#### Passage shown:
Career highlights and awards
- Baseball World Cup MVP (1990);

Member of the Cuban

Baseball Hall of Fame
- Induction: 2014

Medals
Men's baseball
Representing Cuba
Olympic Games
| Gold medal – first place | 1992 Barcelona | Team |
| Gold medal – first place | 1996 Atlanta | Team |
| Silver medal – second place | 2000 Sydney | Team |
Pan American Games
| Gold medal – first place | 1987 Indianapolis | Team |
| Gold medal – first place | 1991 Havana | Team |
| Gold medal – first place | 1995 Mar del Plata | Team |
| Gold medal – first place | 1999 Winnipeg | Team |
Baseball World Cup
| Gold medal – first place | 1990 Edmonton | Team |
| Gold medal – first place | 1994 Nicaragua | Team |
| Gold medal – first place | 1998 Italy | Team |
| Gold medal – first place | 2001 Taipei | Team |
Intercontinental Cup
| Silver medal – second place | 1997 Barcelona | Team |
Goodwill Games
| Gold medal – first place | 1990 Seattle | Team |

= Orestes Kindelán =

Cuban baseball player

Orestes Kindelán Olivares (born November 1, 1964) is a Cuban former professional baseball first baseman and left fielder. He spent most of his career in the Cuban National Series (SNB), playing all 21 seasons with Avispas de Oriente / Avispas de Santiago de Cuba. Nicknamed as "El Tambor Mayor" ("The Drum Major") as well as "El Cañon de Dos Rios", he was regarded as the most prolific home run hitter in the history of post-revolutionary Cuban baseball.

#### Dataset records:
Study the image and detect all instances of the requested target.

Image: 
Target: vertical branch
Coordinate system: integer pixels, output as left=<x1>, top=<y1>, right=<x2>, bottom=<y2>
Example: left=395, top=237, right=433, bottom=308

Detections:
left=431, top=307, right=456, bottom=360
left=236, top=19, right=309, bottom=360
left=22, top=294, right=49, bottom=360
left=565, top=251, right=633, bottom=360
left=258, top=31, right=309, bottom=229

#### Using the information:
1/ Translate this sentence from the passage on Orestes Kindelán into Spanish: "He spent most of his career in the Cuban National Series (SNB), playing all 21 seasons with Avispas de Oriente / Avispas de Santiago de Cuba."
2/ Pick up the passage on Orestes Kindelán after its last sentence and keep it going.

#### Written answers:
1/ Pasó la mayor parte de su carrera en la Serie Nacional cubana (SNB), donde jugó las 21 temporadas con Avispas de Oriente / Avispas de Santiago de Cuba.

2/
Kindelán starred on the Aplanadora Santiaguera ("Santiago Steamroller") team that won three consecutive SNB titles from 1999 to 2001. He was also an offensive powerhouse for the Cuban national baseball team, which won four Baseball World Cups, two Olympic gold medals, and various other international tournaments during his tenure.

== Domestic career==
Kindelán debuted in the Cuban National Series on December 20, 1981. He played the bulk of his 21 seasons for his home province's Avispas de Santiago de Cuba. At the conclusion of the 1988–89 Cuban National Series, he became the first Cuban ballplayer to achieve the triple crown (for the eastern division of the SNB), batting .402 average with 24 home runs and 58 runs batted in.

Kindelán played for Japanese corporate team Shidax between 2002 and 2004 in the Intercity baseball tournament.

He retired as the holder of Cuban National Series records for home runs (487, with aluminium bat 17 series), runs batted in (1,511), and total bases (2,030).

== International career ==
Kindelán was a longtime member of the Cuba national baseball team. He earned two more triple crowns in international competition: at the 1990 Baseball World Cup in Canada (leading with a .588 batting average, six home runs, and 19 RBIs) and at the 1990 Central American and Caribbean Games, held in Mexico City (posting a .560 batting average, tied with Antonio Pacheco; six home runs; and 15 RBIs).

In international competition, Kindelán registered an exceptional at bats per home run rate of 7.5 (98 home runs in 735 official at-bats). At the 1996 Summer Olympics, he hit the longest home run ever recorded at Atlanta–Fulton County Stadium, a third-deck homer.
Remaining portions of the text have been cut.